_選定抜粋_
1995年以降インターネットが一般化していくと、直接無修正の海外表現を閲覧できるようになって、陰毛が写っているかどうかを猥褻の基準とすることは、まったく無意味なものとなってきた[18]。そのため雑誌(週刊誌月刊誌等)のグラビアや写真集、アダルトビデオイメージビデオ等様々な媒体でヘアが写っていることは特別なことでは無く、むしろ雑誌にヘアヌードが無ければおかしいぐらいに毎週、毎月ヘアヌードを載せるようになり、中にはグラビア全てがアダルトモデルによるヘアヌードという一般誌もあった。こうして、ヌードは性器さえ見せなければ「ヌード=ヘアヌード」ということになり、多くのアダルトモデルがヘアヌードを見せるのはそのモデルを(AV女優に)売り出すための手段となってきていた。しかし、話題性としてのヘアヌードは残り、大物芸能人によるヘアヌード写真集が断続的に出版され続ける[19][注 3]

1990年代も終盤になると、過熱化したヘアヌードの流行も沈静化の方向に向かっていくが[21][22][23][24]、1997年には宮沢同様に当時トップアイドルであった菅野美穂の『NUDITY』が話題をさらう[25][26]。さらに2000年代に入るとインターネットの利用も国民化し、出版不況と言われる状況になってきていたが、そのよう中でも2002年に松坂慶子の『さくら伝説』が大きな売上を上げるなどした[27][28]
2000年以降 「新たな規制」

こうしてヘアヌード全体への弾圧はなくなったが、官憲の規制は、青少年保護を理由に行われるようになっていく[4]

2004年(平成16年)2月に日本フランチャイズチェーン協会(JFA)が出版倫理協議会に対し、「すべての不健全図書に対し、未成年が閲覧できないように包装、帯封などを完全実施する」などの自主規制強化方針を提示し、それを受けて大手週刊誌『週刊ポスト』『週刊現代』がヘアヌードグラビアの掲載を取りやめ、後に袋とじなどでの掲載に切り替えた。そうしてヘアヌードは主に写真週刊誌「フライデー」「フォーカス」、そして「実話誌」と呼ばれる雑誌に掲載されるようになっていたが、東京都庁の青少年・治安対策本部が07年12月下旬、週刊誌3誌の編集長を呼び、「青少年健全育成条例に反するグラビアの掲載を取りやめない場合は有害図書指定を行う」とほのめかして規制を図った[29]

また、ヘアこそ猥褻基準から外れたものの、性器表現は江戸時代の春画であっても「わいせつ」と判定されることがあり、2015年には春画とヌードを同時掲載した雑誌が警視庁に口頭で指導を受けている[30]

インターネットの一般化によって、こうしたヘアを含めてのポルノ規制は、国境を軽々と超え、年齢制限の議論も空洞化し、日本におけるヘア解禁は、ようやくこの流れに間に合ったともいえる。

_記録データ_
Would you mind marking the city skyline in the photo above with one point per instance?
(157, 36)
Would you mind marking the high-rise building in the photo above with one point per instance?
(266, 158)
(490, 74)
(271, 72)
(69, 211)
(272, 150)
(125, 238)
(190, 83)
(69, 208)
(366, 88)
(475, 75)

_課題の目的_
記録より前に掲げたヘアヌードの歴史の文章について、その最後の文の後から続きを書き起こしてください。

_回答_
女性目線のヌード

写真家の更井真理は女子目線のヌード写真集を発表し、話題となった[31]。「子どもたちにとって不健全なヌードを隠れて見るよりも、健全なヌードをもっと目に触れさせる機会をどんどん増やすべきだ。性に対して正しい目が持てる(保守派の木元教子)」という理由から、学校の図書館に宮沢りえ『Santa Fe』(篠山紀信撮影)を入れようという運動すら起きている[32]

ヌードもいとわぬ女優の三浦綺音は、「いかにも男の目線を意識している」中途半端なポーズを嫌い、「そんなことするくらいなら全部脱いだ方が気持ちいい」と発言した[33]。1999年の江角マキコ『ESUMI』は男性だけでなく女性からも好感をもたれた[34]

2009年、hitomiの『LOVE LIFE2』は、妊娠中に撮影された「マタニティーヌード」で、同世代女性からの反響が大きく、一部の妊婦のあいだでヌード撮影を行う現象が起きた[35][36]
主な写真集

モデルタイトル撮影出版年月出版社・備考
樋口可南子water fruit篠山紀信1991年2月朝日出版社。ヘアヌード解禁の記念碑的写真集。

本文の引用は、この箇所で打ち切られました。